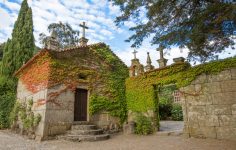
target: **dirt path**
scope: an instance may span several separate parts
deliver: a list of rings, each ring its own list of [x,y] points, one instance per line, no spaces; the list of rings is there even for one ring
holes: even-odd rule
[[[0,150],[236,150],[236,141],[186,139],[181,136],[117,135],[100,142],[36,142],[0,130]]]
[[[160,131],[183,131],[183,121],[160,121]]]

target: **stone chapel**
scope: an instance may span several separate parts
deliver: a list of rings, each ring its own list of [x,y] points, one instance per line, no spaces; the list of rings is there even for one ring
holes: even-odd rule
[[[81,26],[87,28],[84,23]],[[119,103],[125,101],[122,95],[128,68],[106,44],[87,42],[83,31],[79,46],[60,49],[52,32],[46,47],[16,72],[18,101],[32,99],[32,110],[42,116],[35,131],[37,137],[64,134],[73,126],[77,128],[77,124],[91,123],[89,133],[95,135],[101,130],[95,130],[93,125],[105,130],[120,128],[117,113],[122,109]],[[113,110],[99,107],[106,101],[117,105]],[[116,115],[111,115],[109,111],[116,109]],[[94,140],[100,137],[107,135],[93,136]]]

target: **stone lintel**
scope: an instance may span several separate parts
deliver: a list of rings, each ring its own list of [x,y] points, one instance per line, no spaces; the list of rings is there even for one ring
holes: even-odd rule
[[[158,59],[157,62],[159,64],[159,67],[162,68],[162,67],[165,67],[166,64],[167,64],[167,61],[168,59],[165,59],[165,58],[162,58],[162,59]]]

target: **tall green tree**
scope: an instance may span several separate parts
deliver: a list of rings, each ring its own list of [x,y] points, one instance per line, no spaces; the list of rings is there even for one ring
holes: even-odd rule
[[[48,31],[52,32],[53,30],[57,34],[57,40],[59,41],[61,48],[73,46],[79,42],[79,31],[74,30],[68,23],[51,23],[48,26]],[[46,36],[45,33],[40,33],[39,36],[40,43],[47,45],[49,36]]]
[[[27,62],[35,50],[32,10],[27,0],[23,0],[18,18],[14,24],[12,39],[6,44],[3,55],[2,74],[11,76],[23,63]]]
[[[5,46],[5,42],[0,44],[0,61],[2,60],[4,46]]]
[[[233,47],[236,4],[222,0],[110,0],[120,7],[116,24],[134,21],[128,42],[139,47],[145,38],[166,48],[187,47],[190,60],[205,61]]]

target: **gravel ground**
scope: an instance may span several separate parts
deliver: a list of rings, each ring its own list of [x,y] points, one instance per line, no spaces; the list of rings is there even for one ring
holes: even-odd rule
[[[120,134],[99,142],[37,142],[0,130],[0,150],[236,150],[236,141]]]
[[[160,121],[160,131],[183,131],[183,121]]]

·····

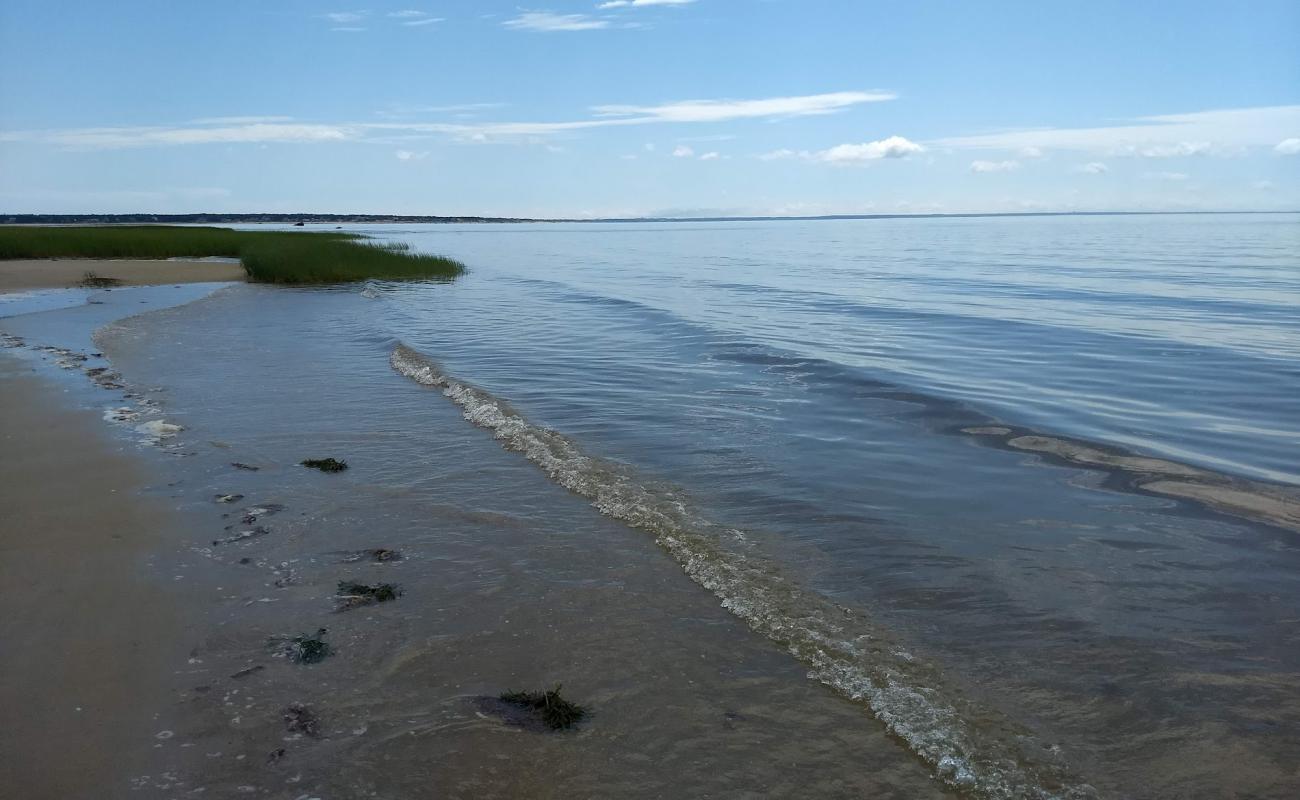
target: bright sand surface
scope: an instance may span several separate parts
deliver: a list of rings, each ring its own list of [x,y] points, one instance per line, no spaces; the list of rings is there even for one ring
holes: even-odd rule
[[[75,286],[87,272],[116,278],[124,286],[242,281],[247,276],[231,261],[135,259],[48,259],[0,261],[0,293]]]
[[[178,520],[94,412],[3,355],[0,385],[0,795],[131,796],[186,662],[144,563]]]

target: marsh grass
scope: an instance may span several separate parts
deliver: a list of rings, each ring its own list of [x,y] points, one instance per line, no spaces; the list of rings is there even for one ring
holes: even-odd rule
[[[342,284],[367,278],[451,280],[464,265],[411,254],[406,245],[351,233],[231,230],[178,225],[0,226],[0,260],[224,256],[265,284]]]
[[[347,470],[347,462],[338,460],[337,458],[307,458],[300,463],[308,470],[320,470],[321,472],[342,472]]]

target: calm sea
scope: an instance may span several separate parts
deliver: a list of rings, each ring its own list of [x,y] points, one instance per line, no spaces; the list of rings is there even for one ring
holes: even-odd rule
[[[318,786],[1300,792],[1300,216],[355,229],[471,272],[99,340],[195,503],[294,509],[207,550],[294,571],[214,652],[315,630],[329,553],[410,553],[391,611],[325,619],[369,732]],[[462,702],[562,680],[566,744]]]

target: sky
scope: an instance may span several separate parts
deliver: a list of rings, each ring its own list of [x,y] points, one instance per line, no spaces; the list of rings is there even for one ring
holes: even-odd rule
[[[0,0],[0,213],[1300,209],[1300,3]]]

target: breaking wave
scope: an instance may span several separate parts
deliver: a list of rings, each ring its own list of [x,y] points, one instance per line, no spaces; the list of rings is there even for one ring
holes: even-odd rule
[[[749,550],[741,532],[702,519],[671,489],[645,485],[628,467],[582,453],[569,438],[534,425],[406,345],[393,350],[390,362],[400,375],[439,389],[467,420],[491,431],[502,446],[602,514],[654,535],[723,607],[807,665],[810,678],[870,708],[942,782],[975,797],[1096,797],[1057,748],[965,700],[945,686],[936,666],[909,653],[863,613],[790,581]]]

·····

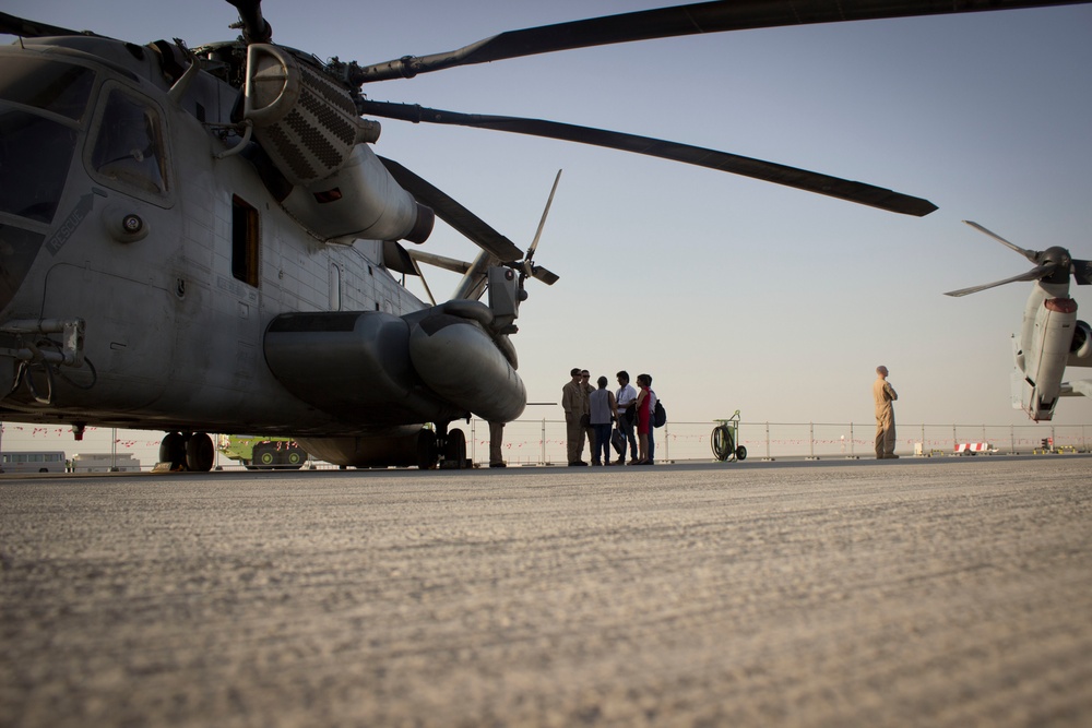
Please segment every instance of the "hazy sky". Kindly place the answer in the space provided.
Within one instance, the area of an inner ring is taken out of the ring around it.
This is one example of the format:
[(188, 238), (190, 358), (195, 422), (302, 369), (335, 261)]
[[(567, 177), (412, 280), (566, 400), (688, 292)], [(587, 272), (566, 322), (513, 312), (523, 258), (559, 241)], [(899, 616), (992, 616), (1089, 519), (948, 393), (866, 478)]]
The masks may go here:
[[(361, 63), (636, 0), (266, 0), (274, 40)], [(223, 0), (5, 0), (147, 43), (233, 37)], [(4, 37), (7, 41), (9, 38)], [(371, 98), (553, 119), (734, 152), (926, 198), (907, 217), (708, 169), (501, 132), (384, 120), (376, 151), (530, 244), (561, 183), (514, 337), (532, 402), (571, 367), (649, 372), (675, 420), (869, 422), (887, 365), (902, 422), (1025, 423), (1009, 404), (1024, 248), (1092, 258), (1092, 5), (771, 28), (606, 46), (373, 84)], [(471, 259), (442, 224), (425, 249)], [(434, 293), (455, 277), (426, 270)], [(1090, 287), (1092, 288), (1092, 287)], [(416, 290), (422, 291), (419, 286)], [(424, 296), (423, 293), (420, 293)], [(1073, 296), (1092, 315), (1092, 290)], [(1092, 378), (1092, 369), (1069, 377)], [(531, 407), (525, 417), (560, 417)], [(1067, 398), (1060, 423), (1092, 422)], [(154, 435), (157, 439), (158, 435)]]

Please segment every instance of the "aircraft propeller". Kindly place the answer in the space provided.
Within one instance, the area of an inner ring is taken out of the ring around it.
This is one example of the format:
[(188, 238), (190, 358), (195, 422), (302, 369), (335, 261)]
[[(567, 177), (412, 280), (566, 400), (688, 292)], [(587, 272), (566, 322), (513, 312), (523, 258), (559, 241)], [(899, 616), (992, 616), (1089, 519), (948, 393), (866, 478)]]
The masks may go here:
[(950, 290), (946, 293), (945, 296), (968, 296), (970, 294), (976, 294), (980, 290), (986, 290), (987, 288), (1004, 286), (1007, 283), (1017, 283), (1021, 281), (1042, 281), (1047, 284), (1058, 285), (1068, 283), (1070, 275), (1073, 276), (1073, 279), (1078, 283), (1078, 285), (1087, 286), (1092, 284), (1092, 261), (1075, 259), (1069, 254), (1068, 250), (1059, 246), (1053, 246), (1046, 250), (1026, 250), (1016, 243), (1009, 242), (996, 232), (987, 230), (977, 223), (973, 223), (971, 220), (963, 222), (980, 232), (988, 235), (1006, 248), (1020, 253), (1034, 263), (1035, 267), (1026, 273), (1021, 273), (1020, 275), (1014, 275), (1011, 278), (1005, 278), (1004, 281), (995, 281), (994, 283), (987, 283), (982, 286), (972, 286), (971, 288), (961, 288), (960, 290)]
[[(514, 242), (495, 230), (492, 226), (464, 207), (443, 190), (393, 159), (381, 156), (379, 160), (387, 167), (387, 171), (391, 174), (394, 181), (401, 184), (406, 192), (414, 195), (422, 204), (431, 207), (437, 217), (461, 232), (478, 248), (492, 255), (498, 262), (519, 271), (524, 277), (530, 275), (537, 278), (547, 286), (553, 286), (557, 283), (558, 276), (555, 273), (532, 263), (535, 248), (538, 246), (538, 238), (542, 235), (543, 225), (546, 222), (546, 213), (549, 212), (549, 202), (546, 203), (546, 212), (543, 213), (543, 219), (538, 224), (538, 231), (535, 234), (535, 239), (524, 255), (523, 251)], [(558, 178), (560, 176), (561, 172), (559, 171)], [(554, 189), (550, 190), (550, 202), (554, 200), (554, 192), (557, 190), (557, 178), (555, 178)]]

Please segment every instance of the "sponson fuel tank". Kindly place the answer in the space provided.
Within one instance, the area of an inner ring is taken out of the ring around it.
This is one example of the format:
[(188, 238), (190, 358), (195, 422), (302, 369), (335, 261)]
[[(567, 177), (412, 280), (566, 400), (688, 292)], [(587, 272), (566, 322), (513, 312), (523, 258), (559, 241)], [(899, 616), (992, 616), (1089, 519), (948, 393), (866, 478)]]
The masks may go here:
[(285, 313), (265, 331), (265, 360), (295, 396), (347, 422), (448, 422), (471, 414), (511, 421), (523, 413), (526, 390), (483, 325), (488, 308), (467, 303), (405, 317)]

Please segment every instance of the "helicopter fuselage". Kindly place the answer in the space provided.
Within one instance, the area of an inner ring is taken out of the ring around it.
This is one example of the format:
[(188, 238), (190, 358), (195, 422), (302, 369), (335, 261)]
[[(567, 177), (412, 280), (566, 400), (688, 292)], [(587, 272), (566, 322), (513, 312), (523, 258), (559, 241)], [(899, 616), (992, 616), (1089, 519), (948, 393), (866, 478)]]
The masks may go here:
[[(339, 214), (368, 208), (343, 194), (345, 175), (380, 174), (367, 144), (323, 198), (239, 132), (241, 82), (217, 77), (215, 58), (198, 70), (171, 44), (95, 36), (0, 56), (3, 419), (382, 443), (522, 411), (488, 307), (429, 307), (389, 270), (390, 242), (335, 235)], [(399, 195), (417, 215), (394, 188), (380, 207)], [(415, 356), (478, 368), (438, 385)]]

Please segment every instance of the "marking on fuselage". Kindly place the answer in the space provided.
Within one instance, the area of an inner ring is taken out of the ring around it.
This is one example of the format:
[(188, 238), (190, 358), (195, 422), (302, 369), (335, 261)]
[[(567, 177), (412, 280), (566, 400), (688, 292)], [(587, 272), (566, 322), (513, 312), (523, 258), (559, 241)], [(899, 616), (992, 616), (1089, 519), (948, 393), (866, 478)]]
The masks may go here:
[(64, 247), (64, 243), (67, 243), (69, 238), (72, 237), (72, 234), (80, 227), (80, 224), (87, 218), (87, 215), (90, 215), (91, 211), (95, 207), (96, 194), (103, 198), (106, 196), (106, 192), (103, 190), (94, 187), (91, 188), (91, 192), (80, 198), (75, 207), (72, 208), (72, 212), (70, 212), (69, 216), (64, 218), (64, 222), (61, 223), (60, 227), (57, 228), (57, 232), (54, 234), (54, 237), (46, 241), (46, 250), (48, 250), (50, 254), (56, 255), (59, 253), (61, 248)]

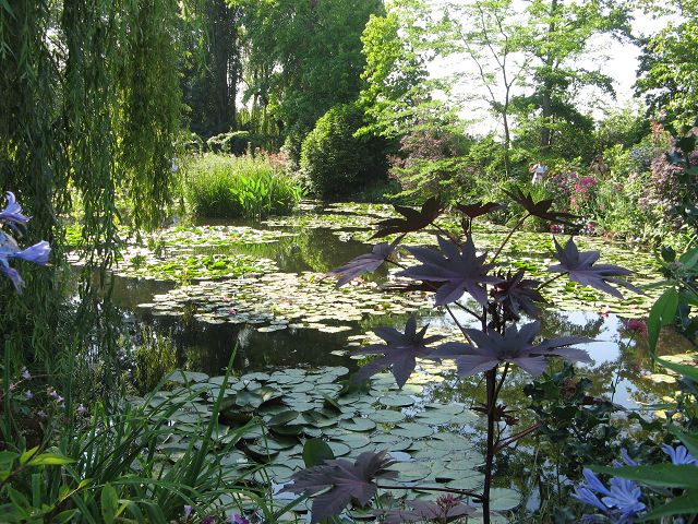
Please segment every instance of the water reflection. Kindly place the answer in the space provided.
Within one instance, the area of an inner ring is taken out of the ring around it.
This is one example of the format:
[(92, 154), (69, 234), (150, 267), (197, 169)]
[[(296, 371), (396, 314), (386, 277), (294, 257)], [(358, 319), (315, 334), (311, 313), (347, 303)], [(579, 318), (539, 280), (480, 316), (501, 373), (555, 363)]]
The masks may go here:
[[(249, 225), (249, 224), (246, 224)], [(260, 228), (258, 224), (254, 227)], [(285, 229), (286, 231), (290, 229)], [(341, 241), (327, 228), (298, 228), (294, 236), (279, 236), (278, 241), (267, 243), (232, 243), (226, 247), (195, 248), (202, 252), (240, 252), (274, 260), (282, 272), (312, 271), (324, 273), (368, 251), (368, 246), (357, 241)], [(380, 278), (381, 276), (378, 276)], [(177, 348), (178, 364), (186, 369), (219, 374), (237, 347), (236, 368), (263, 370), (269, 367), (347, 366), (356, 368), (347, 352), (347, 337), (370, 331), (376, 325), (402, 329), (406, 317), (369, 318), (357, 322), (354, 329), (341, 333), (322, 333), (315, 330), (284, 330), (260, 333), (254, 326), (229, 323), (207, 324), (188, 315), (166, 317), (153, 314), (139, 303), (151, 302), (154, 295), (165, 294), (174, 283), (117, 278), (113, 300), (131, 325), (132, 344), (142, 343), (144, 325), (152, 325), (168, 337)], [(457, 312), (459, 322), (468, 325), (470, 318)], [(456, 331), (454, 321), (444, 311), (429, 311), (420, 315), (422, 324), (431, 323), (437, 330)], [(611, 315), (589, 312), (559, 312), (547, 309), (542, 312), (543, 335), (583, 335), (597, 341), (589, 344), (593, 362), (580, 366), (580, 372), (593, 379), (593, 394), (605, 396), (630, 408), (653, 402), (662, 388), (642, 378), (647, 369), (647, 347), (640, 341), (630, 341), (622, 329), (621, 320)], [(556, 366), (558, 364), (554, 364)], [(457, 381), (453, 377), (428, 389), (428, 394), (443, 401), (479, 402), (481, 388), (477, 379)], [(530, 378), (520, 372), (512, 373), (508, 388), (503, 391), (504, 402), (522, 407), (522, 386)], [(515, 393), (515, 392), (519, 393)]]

·····

Write out, unchanged, the lines that begin with the one containing "target: marsh grass" and end with the one containing "[[[0,0],[0,213],[1300,209],[1300,3]]]", including both of those lines.

## [Correct output]
target: marsh grass
scope: an instance may span several separate parts
deliver: a list of rings, each ring its own list of [x,y] points, one instance per line, no spaces; the list of rings is there even for one ring
holes: even-odd rule
[[[342,284],[367,278],[451,280],[464,265],[411,254],[406,245],[351,233],[231,230],[178,225],[0,226],[0,260],[224,256],[265,284]]]
[[[347,470],[347,462],[338,460],[337,458],[307,458],[300,463],[308,470],[320,470],[321,472],[342,472]]]

target: calm sea
scope: an instance may span several separate parts
deliver: a list of rings, each ring its own list of [x,y] points, one instance per line, no spaces; the list of rings is there even for one ring
holes: even-odd rule
[[[318,786],[1300,792],[1300,216],[355,229],[471,272],[99,340],[195,503],[294,509],[207,550],[294,571],[214,652],[315,630],[329,553],[410,553],[391,611],[325,619],[369,732]],[[462,702],[562,680],[566,744]]]

target: sky
scope: an instance may span several separate parts
deliver: a list of rings, each ring its own list of [x,y] points, one instance per line, no spaces; the list of rings is there even for one ring
holes: even-odd rule
[[[0,0],[0,213],[1300,209],[1300,3]]]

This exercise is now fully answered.